• [WRITTEN PROBLEM A] From the DOCA Rivermax text, quote the passage starting with "DOCA Rivermax exposes" and going on through "DOCA Core Event.".
• [WRITTEN PROBLEM B] According to the DOCA Rivermax text, which buffer type is not supported by the memory block?
• [WRITTEN PROBLEM C] Write the next part of the DOCA Rivermax text, picking up right after its final sentence.

• [QUOTED TEXT]
• • • •
To start using the library users must first go through a configuration phase as described in DOCA Core Context Configuration Phase.

This section describes how to configure and start the context to allow execution of tasks and retrieval of events.

Configurations

The context can be configured to match the application use case.

To find if a configuration is supported or its min/max value, refer to section "Device Support".

Mandatory Configurations

These configurations must be set by the application before attempting to start the context:

  • An event type must be configured. See configuration of Events.

  • CPU affinity and then Rivermax library global initialization in this order. The following APIs can be used to achieve this doca_rmax_set_cpu_affinity_mask() and doca_rmax_init()

  • The memory block that holds packet memory

  • The number of stream elements

  • Minimal packet segment size(s)

  • Maximal packet segment size(s)

Optional Configurations

If the following configurations are not set, then a default value is used:

  • The input stream type – defaults to generic

  • The input stream packet's data scatter type – defaults to raw

  • The input stream timestamp format – defaults to raw counter

Device Support

DOCA Rivermax Input Stream requires a device to operate. For picking a device see DOCA Core Device Discovery.

The device must be from within the DPU: Either a PF or SF.

It is recommended to choose your device using the following method:

  • doca_devinfo_get_ipv4_addr()

Some devices can allow different capabilities as follows:

  • PTP clock support.

Buffer Support

Memory block support buffers with the following features:

Buffer Type

Memory Block

Local mmap buffer

Yes

Mmap from PCIe export buffer

Yes

Mmap from RDMA export buffer

No

Linked list buffer

Yes (header split mode)


This section describes execution on CPU using DOCA Core Progress Engine.

Events

DOCA Rivermax exposes asynchronous events to notify about changes that happen unexpectedly according to the DOCA Core architecture.

Common events are described in DOCA Core Event.

Rx Data

The Rx Data event is used by the stream to notify application that data has been received from the network.
• • • •
• [RECORD LIST]
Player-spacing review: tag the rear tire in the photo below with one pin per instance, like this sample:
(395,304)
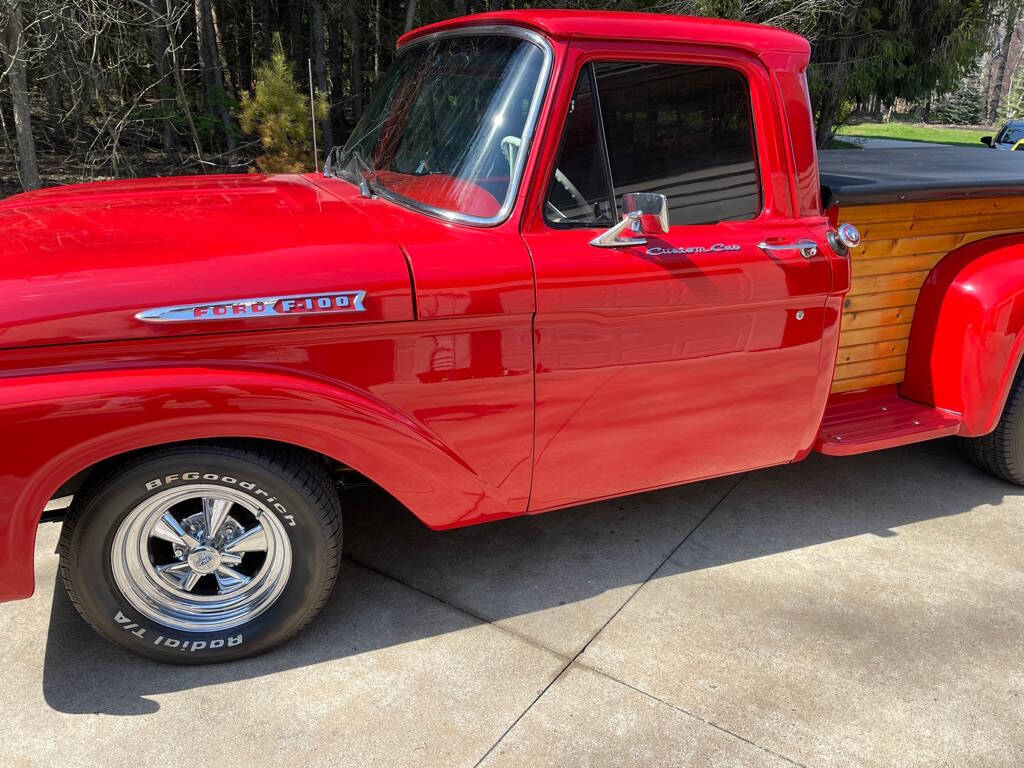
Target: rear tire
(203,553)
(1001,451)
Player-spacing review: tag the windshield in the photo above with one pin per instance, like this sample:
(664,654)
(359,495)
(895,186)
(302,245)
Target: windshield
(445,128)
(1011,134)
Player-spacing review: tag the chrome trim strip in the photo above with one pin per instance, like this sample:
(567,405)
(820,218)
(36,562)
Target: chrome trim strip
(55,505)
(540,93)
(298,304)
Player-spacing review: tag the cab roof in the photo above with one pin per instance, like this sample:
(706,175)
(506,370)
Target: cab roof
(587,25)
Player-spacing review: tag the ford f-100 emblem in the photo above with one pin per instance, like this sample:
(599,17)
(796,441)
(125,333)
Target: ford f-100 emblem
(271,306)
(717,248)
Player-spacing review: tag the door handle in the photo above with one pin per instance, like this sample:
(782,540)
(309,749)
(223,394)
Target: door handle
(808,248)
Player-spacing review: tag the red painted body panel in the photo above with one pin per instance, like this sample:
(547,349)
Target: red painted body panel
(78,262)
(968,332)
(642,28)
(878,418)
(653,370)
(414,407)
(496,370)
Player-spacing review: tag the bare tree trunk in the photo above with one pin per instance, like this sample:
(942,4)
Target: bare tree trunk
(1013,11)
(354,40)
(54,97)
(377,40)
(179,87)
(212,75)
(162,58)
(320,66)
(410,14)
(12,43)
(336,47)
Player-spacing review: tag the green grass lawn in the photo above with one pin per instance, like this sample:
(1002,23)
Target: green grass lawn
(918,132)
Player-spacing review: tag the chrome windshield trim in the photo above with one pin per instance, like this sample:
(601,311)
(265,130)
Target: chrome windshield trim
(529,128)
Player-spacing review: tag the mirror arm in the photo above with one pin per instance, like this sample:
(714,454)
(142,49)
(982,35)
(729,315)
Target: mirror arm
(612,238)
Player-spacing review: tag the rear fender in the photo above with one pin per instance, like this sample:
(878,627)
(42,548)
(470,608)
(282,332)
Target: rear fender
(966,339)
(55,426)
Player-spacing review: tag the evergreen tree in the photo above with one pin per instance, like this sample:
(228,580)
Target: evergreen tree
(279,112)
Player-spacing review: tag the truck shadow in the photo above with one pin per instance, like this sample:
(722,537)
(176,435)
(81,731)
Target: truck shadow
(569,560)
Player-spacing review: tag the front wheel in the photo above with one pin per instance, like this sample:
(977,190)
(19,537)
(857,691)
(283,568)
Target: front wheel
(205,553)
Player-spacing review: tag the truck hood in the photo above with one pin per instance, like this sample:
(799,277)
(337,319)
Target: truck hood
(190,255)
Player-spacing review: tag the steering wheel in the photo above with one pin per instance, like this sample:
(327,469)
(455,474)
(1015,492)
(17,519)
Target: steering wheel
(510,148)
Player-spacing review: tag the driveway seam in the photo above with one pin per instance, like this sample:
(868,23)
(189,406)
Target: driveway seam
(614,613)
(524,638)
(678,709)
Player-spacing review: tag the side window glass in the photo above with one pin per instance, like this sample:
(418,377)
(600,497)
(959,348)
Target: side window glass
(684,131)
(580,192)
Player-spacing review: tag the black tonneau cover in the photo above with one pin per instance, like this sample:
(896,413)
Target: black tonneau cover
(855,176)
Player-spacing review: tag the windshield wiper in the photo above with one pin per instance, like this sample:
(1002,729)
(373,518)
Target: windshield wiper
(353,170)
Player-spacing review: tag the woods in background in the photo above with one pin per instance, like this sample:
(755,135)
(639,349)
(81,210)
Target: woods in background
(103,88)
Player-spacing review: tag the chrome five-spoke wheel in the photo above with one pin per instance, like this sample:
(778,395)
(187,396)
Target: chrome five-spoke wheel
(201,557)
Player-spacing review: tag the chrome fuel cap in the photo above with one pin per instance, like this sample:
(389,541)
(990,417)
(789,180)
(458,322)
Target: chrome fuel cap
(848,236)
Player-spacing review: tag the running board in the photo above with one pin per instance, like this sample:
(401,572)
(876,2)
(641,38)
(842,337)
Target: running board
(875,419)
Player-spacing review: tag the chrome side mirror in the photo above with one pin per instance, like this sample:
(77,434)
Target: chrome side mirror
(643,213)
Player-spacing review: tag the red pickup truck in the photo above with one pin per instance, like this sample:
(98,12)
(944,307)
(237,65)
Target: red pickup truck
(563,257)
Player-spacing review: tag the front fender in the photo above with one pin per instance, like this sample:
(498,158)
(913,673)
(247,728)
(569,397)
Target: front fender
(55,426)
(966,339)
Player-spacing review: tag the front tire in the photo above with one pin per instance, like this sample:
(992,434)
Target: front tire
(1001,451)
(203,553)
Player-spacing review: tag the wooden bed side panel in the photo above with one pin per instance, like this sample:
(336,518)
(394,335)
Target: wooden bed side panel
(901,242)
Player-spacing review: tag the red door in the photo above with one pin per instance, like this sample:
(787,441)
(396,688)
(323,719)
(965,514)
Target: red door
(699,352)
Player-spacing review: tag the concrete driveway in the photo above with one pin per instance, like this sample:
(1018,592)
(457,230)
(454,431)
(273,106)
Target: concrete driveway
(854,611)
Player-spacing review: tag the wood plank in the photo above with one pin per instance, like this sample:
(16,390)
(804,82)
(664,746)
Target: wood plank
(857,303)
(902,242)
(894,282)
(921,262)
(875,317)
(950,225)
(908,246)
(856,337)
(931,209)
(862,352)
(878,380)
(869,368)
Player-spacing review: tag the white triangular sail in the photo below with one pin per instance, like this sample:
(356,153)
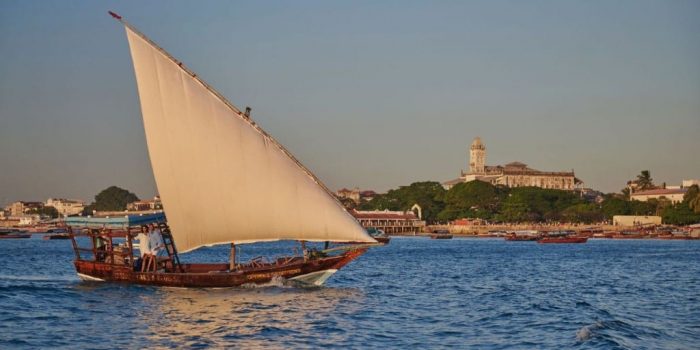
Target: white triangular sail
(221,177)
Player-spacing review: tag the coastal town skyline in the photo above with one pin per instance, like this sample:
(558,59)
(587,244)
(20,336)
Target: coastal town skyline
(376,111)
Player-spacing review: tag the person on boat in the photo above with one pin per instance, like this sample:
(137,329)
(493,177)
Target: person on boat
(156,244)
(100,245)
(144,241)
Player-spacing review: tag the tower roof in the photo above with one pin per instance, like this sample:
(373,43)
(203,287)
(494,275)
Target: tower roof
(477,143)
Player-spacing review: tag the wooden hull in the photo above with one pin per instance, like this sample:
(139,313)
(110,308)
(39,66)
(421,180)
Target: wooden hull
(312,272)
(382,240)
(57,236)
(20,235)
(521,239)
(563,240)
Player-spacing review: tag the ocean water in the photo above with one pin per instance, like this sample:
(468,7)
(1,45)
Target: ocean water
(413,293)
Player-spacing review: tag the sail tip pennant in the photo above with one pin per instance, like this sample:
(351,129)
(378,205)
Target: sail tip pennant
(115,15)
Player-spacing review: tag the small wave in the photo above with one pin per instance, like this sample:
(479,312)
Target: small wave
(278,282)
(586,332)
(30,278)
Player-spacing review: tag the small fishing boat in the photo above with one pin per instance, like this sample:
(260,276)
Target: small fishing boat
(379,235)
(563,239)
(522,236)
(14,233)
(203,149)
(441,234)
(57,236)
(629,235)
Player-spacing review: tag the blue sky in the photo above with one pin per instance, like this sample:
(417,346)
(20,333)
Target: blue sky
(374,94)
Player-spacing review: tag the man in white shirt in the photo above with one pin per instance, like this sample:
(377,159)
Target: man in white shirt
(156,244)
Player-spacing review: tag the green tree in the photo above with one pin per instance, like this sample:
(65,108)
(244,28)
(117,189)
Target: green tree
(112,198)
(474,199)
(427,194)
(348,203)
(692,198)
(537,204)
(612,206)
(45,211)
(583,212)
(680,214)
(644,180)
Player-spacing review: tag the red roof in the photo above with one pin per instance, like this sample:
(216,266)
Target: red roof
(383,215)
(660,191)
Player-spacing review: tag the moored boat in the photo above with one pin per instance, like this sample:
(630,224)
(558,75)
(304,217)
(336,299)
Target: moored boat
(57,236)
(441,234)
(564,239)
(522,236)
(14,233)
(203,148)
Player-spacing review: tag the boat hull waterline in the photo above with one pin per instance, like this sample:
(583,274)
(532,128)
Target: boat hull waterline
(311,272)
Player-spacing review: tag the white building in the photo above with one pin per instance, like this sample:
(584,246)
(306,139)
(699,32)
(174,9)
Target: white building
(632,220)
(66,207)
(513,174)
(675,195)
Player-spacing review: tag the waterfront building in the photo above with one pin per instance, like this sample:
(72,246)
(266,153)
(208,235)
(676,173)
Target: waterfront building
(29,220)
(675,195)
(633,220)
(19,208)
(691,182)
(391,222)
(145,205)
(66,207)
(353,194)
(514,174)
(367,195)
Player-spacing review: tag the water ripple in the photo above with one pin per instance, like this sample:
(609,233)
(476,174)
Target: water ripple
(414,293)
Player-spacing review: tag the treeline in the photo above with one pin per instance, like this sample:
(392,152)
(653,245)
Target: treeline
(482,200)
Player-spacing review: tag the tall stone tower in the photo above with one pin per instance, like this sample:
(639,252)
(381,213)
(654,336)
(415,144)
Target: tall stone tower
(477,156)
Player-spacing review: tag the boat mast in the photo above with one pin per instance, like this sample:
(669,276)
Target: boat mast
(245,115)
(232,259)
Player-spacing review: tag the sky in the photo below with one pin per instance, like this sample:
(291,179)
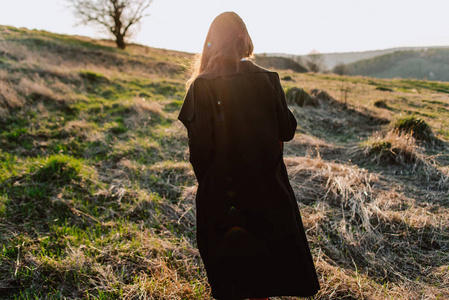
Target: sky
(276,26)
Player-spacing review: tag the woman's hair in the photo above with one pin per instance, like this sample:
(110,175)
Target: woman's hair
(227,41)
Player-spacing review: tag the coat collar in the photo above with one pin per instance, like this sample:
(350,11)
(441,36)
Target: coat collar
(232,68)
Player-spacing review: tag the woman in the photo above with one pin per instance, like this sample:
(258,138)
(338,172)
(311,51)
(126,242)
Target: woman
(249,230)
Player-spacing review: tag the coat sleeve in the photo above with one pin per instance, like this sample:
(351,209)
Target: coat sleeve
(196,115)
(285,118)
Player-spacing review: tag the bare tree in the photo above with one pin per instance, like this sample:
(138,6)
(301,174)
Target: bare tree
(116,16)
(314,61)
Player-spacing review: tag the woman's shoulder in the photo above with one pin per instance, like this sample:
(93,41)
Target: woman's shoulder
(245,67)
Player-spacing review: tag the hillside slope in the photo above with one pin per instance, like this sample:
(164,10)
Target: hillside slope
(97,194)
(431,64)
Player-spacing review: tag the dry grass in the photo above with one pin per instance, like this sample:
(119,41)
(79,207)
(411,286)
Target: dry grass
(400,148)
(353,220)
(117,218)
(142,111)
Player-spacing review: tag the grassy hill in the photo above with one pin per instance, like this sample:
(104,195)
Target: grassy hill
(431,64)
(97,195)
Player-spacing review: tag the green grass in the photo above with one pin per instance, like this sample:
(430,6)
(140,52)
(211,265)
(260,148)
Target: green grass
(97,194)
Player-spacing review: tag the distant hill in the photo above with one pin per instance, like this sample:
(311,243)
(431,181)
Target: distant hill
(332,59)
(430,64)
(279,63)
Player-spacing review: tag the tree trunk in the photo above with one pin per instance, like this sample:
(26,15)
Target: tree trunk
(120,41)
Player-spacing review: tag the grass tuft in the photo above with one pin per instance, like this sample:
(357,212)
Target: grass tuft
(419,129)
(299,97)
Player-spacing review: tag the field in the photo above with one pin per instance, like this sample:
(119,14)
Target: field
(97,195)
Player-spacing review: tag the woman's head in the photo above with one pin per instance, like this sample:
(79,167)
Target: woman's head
• • • •
• [ANSWER A]
DOCA Rivermax exposes asynchronous events to notify about changes that happen unexpectedly according to the DOCA Core architecture.

Common events are described in DOCA Core Event.

• [ANSWER B] Mmap from RDMA export buffer.

• [ANSWER C]
Configuration

Description

API to Set the Configuration

API to Query Support

Register to the event

doca_rmax_in_stream_event_rx_data_register


Trigger Condition

The event is triggered anytime packet(s) arrive.

Output

Common output as described in DOCA Core Event.

In case of success, the following is provided:

  • Number of packets received

  • Time of arrival of the first packet

  • Time of arrival of the last packet

  • Sequence number of the first packet

  • Array of memory blocks as configured by input stream

In case of error, the following is provided:

  • An error code

  • A human readable message

Warning

The parameters are valid only inside the event callback.


Event Handling

Once an event is triggered, the application may decide to process the received data.

Runtime Configurations

These configurations can be made after the context has been started:

  • The minimal number of packets that the input stream must return in Rx event.

  • The maximal number of packets that the input stream must return in Rx event.

  • The receive timeout. The number of μsecs that library would do busy wait (polling) for reception of at least min_packets number of packets.

The DOCA RMAX library follows the Context state machine as described in DOCA Core Context State Machine

The following section describes how to move to the state and what is allowed in each state.

Idle

In this state, it is expected that application either:

  • Destroys the context

  • Starts the context

Allowed operations:

  • Configuring the context according to Configurations

  • Starting the context

It is possible to reach this state as follows:

Previous State

Transition Action

None

Create the context

Running

Call stop


Starting

This state is not expected to be reached.

Running

In this state, it is expected that application:

  • Calls progress to receive events

Allowed operations:

It is possible to reach this state as follows:

Previous State

Transition Action

Idle

Call start after configuration


Stopping

This state is not expected to be reached.

The samples illustrate how to use the DOCA Rivermax API to:

  • List available devices, including their IP and supported capabilities

  • Set CPU affinity for the internal Rivermax thread to achieve better per formance

  • Set the PTP clock device to be used internally in DOCA Rivermax

  • Create a stream, create a flow and attach it to the created stream, and finally to start receiving data buffers (based on the attached flow)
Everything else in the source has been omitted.